MATA INDONESIA, JAKARTA – Undang-Undang Cipta Kerja yang ditetapkan Pemerintah Indonesia berpengaruh besar dalam sektor minyak dan gas. Akan tetapi, hal tersebut terkendala UU No. 22 Tahun 2001 tentang Minyak dan Gas (migas).
Revisi undang-undang ini diharapkan menjadi terobosan konkret untuk kemudahan investasi, penyederhanaan perizinan, hingga kepastian hukum sehingga menarik perhatian investor untuk menanamkan modalnya di Tanah Air. Alhasil, produksi migas nasional pun bisa mengalami peningkatan.
Sebagaimana diketahui, kejayaan industri migas Indonesia bukan hanya semata soal pencapaian puncak produksi migas tertinggi, melainkan juga peningkatan atas manfaat sebesar-besarnya untuk kemakmuran dan kesejahteraan rakyat.
“Sempat ada isu mengenai akan dibentuknya badan usaha milik negara khusus, apakah posisinya akan menggantikan SKK Migas atau seperti apa, sempat ramai. Tetapi dalam aktualnya hal tersebut justru dihilangkan dalam UU Cipta Kerja. Sebenarnya UU ini tidak terlalu memberikan dampak terhadap industri Migas Indonesia,” tutur pakar Migas, Mamit Setiawan kepada Mata Indonesia News.
“Yang ditunggu-tunggu dari sektor energi adalah revisi UU nomor 22 tahun 2001 yang masih belum selesai. Berbeda dengan UU minerba (pertambangan mineral dan batu bara). Karena tanpa adanya revisi, maka akan menjadi kendala untuk investasi di sektor Migas,” sambungnya.

+++++

:: Ketentuan Soal ::
Bagaimana kelanjutan artikel di atas tentang UU Cipta Kerja dan sektor migas? Teruskan tulisannya mulai setelah kalimat terakhir.

:: Data yang Diberikan ::
+++++

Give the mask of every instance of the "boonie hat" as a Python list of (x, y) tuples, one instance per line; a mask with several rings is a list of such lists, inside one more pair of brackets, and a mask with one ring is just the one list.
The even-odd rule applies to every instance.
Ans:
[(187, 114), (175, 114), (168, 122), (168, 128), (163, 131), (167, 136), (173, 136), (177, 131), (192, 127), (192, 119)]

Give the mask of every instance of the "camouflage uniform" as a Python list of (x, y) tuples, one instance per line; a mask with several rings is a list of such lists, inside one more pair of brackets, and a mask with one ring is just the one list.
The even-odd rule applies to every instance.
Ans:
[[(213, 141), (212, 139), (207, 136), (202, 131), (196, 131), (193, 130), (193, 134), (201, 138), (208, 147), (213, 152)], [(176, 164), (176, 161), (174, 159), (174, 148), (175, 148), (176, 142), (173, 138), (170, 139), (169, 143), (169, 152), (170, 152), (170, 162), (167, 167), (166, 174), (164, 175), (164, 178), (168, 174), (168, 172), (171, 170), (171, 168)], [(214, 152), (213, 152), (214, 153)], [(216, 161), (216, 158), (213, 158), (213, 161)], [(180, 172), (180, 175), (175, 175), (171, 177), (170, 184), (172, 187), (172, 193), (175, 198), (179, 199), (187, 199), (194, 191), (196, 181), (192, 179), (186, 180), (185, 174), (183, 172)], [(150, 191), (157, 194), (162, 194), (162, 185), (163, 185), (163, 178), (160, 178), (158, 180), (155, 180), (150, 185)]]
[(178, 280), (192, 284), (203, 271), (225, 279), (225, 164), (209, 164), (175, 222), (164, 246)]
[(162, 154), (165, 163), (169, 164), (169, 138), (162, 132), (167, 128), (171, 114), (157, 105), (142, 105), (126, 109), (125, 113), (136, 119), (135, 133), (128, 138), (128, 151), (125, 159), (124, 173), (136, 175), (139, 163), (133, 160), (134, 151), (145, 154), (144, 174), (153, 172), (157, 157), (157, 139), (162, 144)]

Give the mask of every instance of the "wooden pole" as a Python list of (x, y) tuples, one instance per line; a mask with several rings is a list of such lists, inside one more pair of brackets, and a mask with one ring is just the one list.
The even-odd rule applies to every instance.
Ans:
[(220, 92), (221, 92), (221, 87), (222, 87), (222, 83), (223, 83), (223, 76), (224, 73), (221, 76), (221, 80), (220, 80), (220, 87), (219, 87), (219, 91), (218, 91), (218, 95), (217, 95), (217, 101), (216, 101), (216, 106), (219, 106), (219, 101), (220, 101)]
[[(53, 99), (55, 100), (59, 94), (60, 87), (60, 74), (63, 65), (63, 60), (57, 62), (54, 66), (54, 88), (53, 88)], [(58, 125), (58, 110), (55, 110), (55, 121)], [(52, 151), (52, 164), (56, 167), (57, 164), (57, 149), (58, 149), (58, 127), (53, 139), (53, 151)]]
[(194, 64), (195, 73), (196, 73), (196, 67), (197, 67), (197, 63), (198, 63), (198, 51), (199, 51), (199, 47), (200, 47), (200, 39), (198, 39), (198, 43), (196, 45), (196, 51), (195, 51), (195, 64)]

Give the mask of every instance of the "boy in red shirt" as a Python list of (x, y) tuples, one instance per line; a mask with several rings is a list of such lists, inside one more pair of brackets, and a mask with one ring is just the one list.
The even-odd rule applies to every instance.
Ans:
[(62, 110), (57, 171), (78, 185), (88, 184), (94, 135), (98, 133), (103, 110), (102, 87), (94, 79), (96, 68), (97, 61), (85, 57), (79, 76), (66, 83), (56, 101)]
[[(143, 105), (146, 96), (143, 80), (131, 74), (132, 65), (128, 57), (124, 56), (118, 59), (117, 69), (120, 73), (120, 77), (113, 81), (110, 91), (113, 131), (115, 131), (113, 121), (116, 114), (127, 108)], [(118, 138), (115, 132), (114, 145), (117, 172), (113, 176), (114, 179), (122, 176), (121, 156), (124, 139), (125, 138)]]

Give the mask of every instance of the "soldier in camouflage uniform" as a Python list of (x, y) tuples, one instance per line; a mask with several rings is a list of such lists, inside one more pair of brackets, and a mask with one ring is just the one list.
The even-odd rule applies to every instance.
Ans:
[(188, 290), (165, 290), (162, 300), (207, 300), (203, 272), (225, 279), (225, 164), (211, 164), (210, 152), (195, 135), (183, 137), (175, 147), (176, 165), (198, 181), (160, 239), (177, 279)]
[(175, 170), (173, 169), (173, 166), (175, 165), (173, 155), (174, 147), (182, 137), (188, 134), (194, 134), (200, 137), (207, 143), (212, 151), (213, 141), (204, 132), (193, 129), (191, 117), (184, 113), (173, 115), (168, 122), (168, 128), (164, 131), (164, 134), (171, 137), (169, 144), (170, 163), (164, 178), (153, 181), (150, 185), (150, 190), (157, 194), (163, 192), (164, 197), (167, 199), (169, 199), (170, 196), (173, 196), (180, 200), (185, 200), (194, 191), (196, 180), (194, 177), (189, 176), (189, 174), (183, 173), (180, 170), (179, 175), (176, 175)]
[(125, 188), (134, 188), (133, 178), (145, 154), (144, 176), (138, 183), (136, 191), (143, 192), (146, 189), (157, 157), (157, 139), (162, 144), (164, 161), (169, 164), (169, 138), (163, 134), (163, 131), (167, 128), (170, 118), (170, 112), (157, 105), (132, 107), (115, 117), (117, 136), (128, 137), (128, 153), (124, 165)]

+++++

:: Jawaban Tertulis ::
Menteri Energi dan Sumber Daya Mineral (ESDM) Arifin Tasrif mengungkapkan sektor migas di Indonesia tetap memegang peran penting sebagai penggerak perekonomian nasional.
Pemerintah pun berupaya menciptakan iklim investasi yang menarik untuk mencapai target produksi minyak bumi sebesar 1 juta barel per hari dan 12 miliar kaki kubik per hari gas bumi (BSCFD) pada 2030.
Arifin mengatakan tren global dan lokal yang muncul, seperti revolusi minyak serpih (shale oil) di Amerika Serikat, transisi energi, pandemi Covid-19, dan harga minyak yang rendah membuat pasar sangat kompetitif. Hal ini pun berpengaruh pada upaya mendapatkan investasi di bisnis hulu migas.
“Kita harus membangun kesadaran bahwa kita sedang bersaing dengan negara-negara penghasil minyak lain di seluruh dunia untuk mendapatkan investasi dan oleh karena itu kita harus memperbaiki iklim investasi kita,” kata Arifin.
“Untuk meningkatkan iklim investasi dan menarik investor, Pemerintah Indonesia akan meluncurkan Syarat dan Ketentuan baru yang diharapkan lebih kompetitif dan menyukseskan Putaran Lelang tahun ini,” tuturnya.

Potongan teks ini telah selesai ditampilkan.